Point annotation dataset records:
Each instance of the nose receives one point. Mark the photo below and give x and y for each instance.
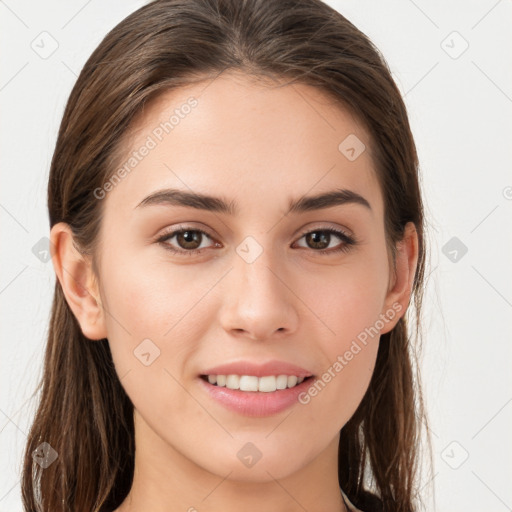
(258, 299)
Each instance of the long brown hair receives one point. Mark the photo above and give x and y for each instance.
(83, 412)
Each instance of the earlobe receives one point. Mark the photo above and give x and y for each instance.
(76, 277)
(399, 294)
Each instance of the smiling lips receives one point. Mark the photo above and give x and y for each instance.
(256, 389)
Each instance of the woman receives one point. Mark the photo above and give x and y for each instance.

§ Exercise:
Set out all of the data above as a numbered list, skipping blank lines and leaving out the pictures.

§ Task answer:
1. Each instance of the nose receives one point. Mark the photo below and give x and y for each instance.
2. (258, 299)
3. Each instance of the long brown hair receives one point. Mark the photo above and give x and y for each instance.
4. (83, 412)
5. Each instance of the earlobe receives one point. Mark the photo above and give x and y for each instance.
6. (76, 277)
7. (399, 294)
8. Each instance of the smiling lips receives one point. Mark the photo above and give x and y for each instance.
9. (256, 389)
10. Each instance of the woman receives one point. Mark the photo above and give x and y for each instance.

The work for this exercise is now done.